[Instructions for the task]: Reproduce the records from the line holding "Guideline: every wildebeest head" through the line holding "502, 28, 565, 97", inclusive, with "wildebeest head" switched to "gnu head" and everything else unchanged.
________________
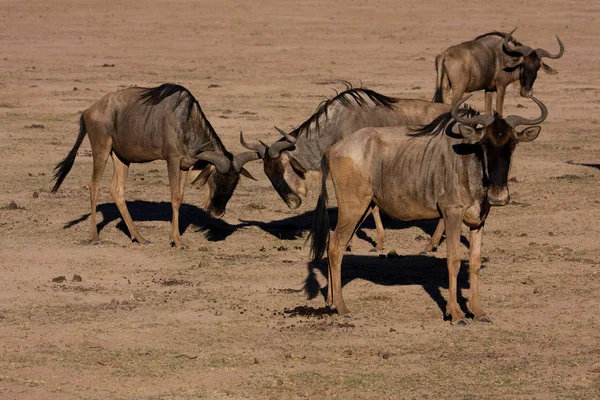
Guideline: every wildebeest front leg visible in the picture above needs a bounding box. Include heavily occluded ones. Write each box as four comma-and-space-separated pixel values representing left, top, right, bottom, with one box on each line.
371, 206, 385, 251
485, 90, 494, 115
110, 152, 150, 244
327, 198, 371, 315
167, 159, 187, 249
443, 207, 466, 325
423, 218, 445, 253
469, 226, 491, 322
496, 86, 506, 117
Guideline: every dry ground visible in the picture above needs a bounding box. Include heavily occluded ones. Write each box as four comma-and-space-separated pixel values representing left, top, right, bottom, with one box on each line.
0, 0, 600, 399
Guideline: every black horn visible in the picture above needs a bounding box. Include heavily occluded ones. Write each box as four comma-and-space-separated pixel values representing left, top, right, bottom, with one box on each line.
196, 151, 231, 174
450, 94, 494, 126
502, 28, 533, 56
535, 35, 565, 59
504, 96, 548, 128
240, 131, 269, 158
233, 151, 261, 172
273, 126, 297, 144
269, 140, 295, 158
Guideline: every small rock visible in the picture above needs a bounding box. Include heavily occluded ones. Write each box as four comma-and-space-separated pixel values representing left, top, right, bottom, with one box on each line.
387, 250, 400, 258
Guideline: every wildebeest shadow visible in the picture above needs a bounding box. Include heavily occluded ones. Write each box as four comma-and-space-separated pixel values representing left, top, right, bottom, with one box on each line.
63, 200, 247, 242
240, 207, 469, 247
567, 161, 600, 169
304, 253, 476, 319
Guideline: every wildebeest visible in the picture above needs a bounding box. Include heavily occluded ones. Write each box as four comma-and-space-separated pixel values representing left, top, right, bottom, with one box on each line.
311, 96, 548, 324
240, 85, 451, 250
433, 28, 564, 116
52, 83, 258, 247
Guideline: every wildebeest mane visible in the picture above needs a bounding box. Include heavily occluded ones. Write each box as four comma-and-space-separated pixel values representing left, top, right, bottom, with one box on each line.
140, 83, 229, 154
407, 106, 479, 137
474, 31, 523, 46
290, 82, 399, 137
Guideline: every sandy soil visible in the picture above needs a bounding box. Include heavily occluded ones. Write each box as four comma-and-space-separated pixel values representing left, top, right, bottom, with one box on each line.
0, 0, 600, 399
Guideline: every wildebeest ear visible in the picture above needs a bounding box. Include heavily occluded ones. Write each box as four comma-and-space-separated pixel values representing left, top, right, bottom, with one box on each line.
542, 62, 558, 75
240, 168, 258, 181
458, 124, 483, 142
192, 164, 215, 185
515, 126, 542, 142
289, 157, 306, 179
503, 57, 523, 71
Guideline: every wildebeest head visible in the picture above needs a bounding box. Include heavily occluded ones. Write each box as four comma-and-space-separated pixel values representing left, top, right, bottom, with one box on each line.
240, 127, 306, 209
194, 144, 258, 217
451, 95, 548, 206
502, 28, 565, 97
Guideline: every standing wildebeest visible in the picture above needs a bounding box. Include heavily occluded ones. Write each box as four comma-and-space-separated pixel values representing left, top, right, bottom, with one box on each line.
52, 84, 257, 247
311, 96, 548, 324
433, 28, 564, 116
240, 87, 451, 250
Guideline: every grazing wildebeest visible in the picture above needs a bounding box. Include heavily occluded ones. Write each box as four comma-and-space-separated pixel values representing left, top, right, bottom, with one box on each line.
311, 96, 548, 324
52, 83, 258, 247
433, 28, 564, 116
240, 85, 451, 250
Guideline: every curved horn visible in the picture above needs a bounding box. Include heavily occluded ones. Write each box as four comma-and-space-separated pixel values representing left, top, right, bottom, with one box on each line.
196, 151, 231, 174
273, 126, 297, 144
535, 35, 565, 59
240, 131, 269, 158
502, 28, 533, 56
504, 96, 548, 128
269, 140, 294, 158
450, 94, 494, 126
232, 151, 261, 172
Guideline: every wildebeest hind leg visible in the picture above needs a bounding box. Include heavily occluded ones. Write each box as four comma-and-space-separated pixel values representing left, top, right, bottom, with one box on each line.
110, 152, 150, 244
167, 159, 187, 249
423, 218, 445, 253
88, 139, 112, 243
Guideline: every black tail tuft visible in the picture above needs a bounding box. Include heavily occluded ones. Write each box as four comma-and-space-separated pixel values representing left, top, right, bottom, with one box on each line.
431, 87, 444, 103
52, 115, 87, 193
310, 157, 330, 261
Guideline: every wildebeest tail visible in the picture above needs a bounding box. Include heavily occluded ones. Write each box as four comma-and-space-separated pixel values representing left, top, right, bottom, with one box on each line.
52, 115, 87, 192
310, 156, 330, 261
431, 55, 444, 103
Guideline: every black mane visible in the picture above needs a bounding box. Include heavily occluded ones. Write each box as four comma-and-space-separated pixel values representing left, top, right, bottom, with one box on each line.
473, 31, 523, 46
290, 82, 399, 137
408, 106, 480, 137
140, 83, 228, 154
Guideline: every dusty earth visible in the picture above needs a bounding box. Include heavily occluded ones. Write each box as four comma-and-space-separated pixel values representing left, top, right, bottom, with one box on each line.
0, 0, 600, 399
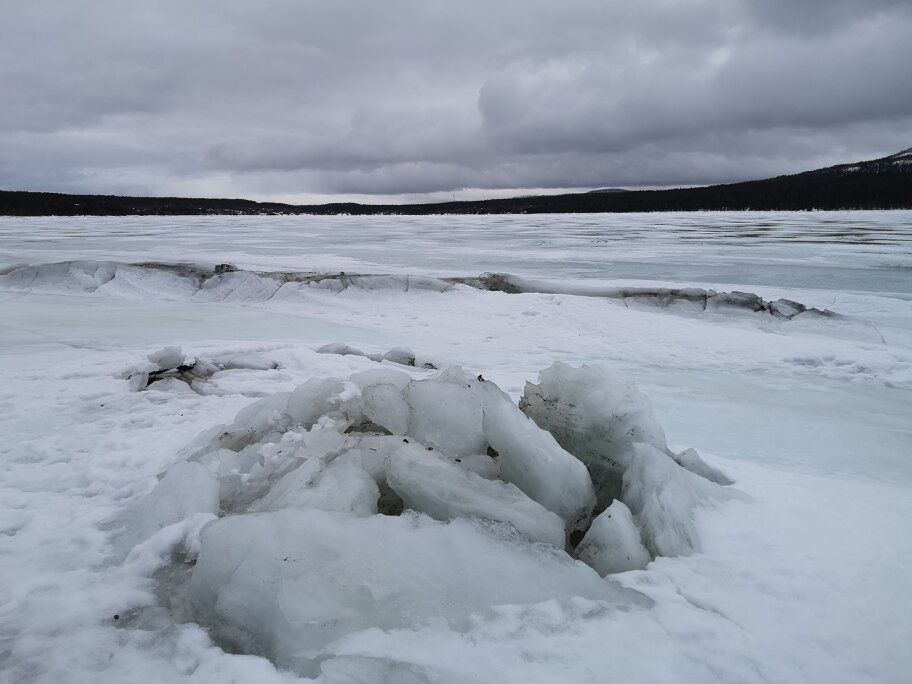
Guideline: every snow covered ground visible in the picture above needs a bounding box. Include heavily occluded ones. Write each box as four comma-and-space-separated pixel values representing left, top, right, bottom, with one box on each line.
0, 212, 912, 684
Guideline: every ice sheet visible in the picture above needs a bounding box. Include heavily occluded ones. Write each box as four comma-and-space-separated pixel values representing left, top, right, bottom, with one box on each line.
0, 212, 912, 684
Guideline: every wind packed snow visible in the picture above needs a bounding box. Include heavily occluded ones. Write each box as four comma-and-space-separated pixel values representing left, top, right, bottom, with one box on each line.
0, 212, 912, 684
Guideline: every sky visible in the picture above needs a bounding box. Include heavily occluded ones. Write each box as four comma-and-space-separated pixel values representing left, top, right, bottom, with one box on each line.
0, 0, 912, 202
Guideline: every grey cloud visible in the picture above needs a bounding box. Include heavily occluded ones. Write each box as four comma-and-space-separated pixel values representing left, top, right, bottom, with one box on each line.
0, 0, 912, 198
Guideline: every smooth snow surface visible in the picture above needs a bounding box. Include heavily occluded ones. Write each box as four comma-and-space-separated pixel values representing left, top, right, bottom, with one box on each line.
0, 212, 912, 684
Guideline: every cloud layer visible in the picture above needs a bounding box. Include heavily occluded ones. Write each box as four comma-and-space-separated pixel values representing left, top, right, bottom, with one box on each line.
0, 0, 912, 200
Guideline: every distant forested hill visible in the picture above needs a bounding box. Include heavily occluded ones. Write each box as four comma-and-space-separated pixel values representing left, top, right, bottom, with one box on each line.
0, 148, 912, 216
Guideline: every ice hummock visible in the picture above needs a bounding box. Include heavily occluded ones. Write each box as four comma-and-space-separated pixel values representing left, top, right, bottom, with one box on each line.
520, 362, 731, 556
190, 509, 647, 676
121, 360, 725, 676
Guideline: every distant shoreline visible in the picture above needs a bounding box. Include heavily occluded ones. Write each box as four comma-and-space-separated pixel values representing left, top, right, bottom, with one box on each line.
0, 149, 912, 216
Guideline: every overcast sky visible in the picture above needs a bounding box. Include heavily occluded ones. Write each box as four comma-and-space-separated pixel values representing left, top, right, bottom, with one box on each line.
0, 0, 912, 201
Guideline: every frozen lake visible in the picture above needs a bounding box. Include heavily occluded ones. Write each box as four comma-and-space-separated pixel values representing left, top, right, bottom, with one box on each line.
0, 212, 912, 684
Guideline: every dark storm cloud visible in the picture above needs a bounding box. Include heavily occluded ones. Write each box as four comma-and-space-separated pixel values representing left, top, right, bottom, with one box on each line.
0, 0, 912, 198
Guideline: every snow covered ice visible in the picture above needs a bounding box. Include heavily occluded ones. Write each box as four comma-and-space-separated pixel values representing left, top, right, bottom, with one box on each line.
0, 212, 912, 684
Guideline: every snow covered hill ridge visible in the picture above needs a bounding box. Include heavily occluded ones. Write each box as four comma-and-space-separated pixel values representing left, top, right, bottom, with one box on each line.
119, 348, 746, 682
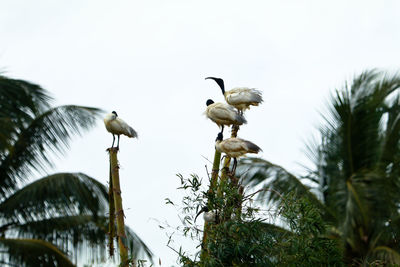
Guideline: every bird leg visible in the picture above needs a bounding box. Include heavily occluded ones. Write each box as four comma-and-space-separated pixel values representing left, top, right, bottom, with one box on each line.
111, 134, 115, 148
231, 158, 237, 177
117, 135, 119, 150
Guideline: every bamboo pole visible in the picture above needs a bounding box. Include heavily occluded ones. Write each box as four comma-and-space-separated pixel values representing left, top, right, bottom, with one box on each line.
109, 148, 129, 267
200, 146, 221, 262
108, 160, 115, 257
________________
[Written solution]:
Guideline: every gnu head visible in the picture above needs a bounding box. Include heavily occluded ones. Write each box as four comma-and-space-separated pixel values representing left, top, right, bottom, with one box on each line.
240, 127, 306, 209
194, 144, 258, 217
451, 95, 548, 206
502, 28, 565, 97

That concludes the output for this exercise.